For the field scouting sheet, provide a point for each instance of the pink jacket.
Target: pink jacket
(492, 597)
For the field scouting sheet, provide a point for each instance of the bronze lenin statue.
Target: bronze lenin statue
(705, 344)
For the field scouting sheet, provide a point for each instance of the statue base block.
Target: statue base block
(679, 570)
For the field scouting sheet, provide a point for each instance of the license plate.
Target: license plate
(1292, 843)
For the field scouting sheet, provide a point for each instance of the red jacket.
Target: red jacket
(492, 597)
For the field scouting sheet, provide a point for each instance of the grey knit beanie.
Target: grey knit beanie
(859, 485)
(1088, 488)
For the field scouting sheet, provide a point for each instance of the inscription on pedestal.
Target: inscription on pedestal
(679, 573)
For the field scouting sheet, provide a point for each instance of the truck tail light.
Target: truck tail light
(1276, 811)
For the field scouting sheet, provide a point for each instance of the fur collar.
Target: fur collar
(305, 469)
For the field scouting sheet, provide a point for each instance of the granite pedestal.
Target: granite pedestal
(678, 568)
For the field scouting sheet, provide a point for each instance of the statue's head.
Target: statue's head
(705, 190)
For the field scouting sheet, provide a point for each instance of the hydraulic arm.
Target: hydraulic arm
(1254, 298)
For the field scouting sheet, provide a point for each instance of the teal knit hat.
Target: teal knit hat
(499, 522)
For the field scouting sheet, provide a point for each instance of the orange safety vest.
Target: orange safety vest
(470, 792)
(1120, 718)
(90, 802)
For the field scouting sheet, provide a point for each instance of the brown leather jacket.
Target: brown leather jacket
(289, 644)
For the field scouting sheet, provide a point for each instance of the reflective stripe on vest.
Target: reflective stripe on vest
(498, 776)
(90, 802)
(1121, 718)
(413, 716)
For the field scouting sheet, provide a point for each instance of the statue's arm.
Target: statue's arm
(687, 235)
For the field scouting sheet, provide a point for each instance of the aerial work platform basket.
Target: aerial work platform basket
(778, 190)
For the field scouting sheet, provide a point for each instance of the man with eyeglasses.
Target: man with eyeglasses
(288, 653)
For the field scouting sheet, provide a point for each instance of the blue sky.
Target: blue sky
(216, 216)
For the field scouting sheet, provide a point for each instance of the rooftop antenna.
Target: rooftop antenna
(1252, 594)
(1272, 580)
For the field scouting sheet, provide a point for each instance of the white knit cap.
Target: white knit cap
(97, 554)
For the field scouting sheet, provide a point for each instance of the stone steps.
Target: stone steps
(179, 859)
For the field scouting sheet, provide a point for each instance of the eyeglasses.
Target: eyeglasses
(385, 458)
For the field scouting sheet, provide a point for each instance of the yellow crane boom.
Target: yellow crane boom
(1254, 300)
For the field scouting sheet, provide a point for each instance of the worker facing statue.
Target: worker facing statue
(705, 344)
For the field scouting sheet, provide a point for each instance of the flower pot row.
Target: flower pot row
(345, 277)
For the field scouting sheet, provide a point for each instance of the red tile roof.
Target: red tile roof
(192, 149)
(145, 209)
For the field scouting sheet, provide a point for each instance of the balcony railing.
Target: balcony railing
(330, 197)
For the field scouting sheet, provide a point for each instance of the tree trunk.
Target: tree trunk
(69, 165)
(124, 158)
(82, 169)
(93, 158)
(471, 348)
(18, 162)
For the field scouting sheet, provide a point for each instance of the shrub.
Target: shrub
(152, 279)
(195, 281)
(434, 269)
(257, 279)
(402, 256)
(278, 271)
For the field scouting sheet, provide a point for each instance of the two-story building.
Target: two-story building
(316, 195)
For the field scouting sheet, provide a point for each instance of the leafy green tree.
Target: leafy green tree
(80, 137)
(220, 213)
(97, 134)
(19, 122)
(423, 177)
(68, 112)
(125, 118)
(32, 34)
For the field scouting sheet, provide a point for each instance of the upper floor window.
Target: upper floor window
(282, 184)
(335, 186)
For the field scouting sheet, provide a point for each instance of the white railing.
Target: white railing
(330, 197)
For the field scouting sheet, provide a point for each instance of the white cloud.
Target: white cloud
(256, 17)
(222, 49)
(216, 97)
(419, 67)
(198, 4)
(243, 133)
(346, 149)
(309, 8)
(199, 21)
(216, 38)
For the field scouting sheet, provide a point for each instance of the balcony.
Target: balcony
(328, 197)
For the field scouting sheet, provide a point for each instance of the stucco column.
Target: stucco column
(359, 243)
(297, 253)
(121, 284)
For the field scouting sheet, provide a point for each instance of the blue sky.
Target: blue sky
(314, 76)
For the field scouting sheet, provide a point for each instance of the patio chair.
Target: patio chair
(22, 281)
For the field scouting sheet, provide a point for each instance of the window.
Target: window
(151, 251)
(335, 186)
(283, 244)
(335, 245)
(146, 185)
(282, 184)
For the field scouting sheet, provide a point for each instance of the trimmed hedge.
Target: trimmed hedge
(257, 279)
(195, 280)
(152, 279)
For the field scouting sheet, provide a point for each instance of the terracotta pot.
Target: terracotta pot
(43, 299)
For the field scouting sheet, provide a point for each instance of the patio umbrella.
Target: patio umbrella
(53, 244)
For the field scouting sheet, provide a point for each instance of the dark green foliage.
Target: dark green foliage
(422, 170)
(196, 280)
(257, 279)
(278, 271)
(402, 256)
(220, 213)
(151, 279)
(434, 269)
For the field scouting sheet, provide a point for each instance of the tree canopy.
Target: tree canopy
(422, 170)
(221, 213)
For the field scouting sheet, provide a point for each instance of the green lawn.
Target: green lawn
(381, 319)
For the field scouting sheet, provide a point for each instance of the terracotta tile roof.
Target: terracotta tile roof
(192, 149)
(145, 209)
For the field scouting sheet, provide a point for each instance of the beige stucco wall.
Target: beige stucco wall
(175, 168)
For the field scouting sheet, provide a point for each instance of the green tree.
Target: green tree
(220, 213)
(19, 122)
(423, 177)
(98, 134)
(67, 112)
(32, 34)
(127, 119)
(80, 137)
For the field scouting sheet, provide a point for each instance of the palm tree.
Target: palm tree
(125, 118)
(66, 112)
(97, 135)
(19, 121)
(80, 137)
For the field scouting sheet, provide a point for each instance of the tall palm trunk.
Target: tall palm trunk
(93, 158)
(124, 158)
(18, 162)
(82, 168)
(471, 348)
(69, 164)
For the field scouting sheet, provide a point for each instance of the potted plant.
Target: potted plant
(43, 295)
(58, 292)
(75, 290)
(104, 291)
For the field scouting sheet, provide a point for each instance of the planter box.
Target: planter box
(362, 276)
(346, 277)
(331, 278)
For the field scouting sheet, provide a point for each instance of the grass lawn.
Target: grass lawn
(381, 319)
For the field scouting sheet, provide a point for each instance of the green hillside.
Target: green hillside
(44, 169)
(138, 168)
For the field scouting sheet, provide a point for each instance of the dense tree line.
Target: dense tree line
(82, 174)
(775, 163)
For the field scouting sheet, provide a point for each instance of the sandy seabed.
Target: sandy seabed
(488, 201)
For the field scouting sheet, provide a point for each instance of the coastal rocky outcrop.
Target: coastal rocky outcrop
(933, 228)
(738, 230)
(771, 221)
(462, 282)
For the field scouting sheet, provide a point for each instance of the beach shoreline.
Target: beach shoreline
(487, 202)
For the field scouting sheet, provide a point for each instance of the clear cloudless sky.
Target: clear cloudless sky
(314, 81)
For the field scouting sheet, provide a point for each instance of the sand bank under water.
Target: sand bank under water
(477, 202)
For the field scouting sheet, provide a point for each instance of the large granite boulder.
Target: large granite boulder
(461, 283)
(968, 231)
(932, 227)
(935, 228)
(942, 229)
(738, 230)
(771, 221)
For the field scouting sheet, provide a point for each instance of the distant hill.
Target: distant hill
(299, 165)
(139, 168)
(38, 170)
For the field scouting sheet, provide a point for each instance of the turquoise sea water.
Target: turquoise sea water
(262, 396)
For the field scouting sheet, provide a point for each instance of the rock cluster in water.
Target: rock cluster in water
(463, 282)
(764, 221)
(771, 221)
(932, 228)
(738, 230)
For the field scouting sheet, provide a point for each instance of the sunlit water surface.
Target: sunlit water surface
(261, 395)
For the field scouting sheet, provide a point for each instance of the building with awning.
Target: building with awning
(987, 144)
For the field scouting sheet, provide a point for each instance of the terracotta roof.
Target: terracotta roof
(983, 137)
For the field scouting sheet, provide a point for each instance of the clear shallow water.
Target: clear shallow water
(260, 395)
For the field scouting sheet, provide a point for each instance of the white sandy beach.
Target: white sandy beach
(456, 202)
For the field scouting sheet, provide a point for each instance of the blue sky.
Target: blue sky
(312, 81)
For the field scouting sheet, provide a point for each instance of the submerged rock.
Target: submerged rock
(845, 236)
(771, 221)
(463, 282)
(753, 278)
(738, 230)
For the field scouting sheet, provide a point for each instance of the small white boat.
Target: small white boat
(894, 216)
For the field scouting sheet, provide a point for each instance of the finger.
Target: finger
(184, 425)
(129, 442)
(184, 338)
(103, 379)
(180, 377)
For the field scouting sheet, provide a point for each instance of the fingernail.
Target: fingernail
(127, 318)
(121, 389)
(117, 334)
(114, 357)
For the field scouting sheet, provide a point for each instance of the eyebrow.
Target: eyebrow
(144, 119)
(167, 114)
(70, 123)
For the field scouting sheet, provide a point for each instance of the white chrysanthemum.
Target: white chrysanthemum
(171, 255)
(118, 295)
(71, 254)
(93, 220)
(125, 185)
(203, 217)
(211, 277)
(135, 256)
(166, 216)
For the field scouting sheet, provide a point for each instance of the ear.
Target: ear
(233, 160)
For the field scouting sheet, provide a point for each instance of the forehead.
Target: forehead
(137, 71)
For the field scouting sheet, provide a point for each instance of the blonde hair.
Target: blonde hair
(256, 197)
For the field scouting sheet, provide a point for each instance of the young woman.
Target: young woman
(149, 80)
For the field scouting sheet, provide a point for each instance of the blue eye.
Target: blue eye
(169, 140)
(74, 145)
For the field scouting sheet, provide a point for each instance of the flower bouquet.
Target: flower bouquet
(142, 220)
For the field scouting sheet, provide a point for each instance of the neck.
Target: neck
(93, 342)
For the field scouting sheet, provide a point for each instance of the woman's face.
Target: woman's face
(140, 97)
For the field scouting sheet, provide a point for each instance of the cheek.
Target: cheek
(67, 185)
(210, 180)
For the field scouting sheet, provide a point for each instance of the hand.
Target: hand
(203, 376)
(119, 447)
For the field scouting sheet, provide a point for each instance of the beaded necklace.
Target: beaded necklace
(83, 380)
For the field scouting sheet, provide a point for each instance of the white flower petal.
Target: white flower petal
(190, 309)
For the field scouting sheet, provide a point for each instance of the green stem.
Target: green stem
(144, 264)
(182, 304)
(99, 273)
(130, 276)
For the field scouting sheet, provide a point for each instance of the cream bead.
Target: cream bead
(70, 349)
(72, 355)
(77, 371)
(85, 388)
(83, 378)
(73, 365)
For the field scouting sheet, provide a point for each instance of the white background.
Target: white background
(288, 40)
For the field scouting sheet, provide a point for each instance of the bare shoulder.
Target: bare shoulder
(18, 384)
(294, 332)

_Exercise_
Keep both end lines and retype everything in the records above from the line containing "Target: red tile roof" through the line containing "the patio chair.", exactly, with nothing else.

_Solution_
Target: red tile roof
(192, 149)
(145, 209)
For the field scouting sheet, provide a point for each instance of the balcony railing.
Target: balcony railing
(330, 197)
For the field scouting sheet, provide a point for each instance of the tree trunk.
Target: tree trunk
(69, 165)
(124, 158)
(82, 169)
(93, 158)
(471, 348)
(18, 162)
For the field scouting sheet, provide a point for each instance of the shrub.
Target: shrub
(152, 279)
(195, 281)
(434, 269)
(257, 279)
(402, 256)
(278, 271)
For the field scouting sheet, provide a point for each instance of the two-story building.
Target: two-story building
(316, 195)
For the field scouting sheet, provide a point for each instance of the leafy green tree.
Target: leafy green tree
(80, 137)
(220, 213)
(97, 134)
(19, 122)
(423, 177)
(68, 112)
(125, 118)
(32, 34)
For the field scouting sheet, provide a point for each instance of the upper floor window.
Target: upper floor window
(282, 184)
(335, 186)
For the field scouting sheet, provide a point for each instance of the white railing.
Target: white railing
(330, 197)
For the field scouting sheet, provide a point for each instance of the white cloud.
Target: white cloud
(256, 17)
(222, 49)
(216, 97)
(419, 67)
(198, 4)
(243, 133)
(346, 149)
(309, 8)
(199, 21)
(216, 38)
For the field scouting sheet, provide a point for each instance of the balcony.
Target: balcony
(328, 197)
For the field scouting sheet, provide a point for each instance of the stucco column.
Target: stucco column
(359, 243)
(297, 253)
(121, 284)
For the field scouting sheet, provide a point for each instance of the blue sky.
Target: blue sky
(314, 76)
For the field scouting sheet, provide a point for each instance of the patio chair.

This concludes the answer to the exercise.